[Dataset records about object locations]
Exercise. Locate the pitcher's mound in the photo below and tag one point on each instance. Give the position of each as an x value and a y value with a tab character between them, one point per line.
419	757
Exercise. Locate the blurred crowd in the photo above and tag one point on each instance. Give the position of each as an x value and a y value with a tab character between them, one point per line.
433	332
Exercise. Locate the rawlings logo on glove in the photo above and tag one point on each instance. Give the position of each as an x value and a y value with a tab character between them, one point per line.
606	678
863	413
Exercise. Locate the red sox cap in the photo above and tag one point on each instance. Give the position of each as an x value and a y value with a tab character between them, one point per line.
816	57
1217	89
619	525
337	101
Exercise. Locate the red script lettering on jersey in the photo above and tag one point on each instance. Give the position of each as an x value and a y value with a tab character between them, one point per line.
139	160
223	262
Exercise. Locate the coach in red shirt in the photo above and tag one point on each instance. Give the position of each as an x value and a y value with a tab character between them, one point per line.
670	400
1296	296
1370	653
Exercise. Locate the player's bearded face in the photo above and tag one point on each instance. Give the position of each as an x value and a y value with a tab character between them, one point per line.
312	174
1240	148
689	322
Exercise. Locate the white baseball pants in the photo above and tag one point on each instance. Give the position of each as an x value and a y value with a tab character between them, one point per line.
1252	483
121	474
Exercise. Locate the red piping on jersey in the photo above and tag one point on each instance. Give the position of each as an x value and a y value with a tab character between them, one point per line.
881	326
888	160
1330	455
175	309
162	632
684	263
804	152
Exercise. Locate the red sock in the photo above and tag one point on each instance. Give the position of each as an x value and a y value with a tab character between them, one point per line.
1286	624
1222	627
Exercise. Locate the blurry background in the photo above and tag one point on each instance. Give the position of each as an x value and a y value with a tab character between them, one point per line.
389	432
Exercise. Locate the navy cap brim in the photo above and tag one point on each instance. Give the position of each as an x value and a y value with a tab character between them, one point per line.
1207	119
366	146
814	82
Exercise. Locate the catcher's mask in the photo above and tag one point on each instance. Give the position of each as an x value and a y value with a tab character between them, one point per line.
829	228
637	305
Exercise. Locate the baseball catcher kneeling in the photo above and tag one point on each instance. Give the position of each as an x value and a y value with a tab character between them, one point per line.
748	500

Problem:
Could you write out again, with no changes, the rows above from the line containing "Exercise. Locate the catcher's" up to and including the final line of the rows?

Solution for this task:
Exercise. Locate the catcher's mask in the photo above and tag one point on each instance. Give the position of each as an x value and a y value with a tab character between them, one point per line.
829	228
637	305
Exercise. Locate the baseball catcher kneeling in the photo above and tag one point on each instance. Give the position of each as an x value and a y value with a tab character between them, one point per line.
748	500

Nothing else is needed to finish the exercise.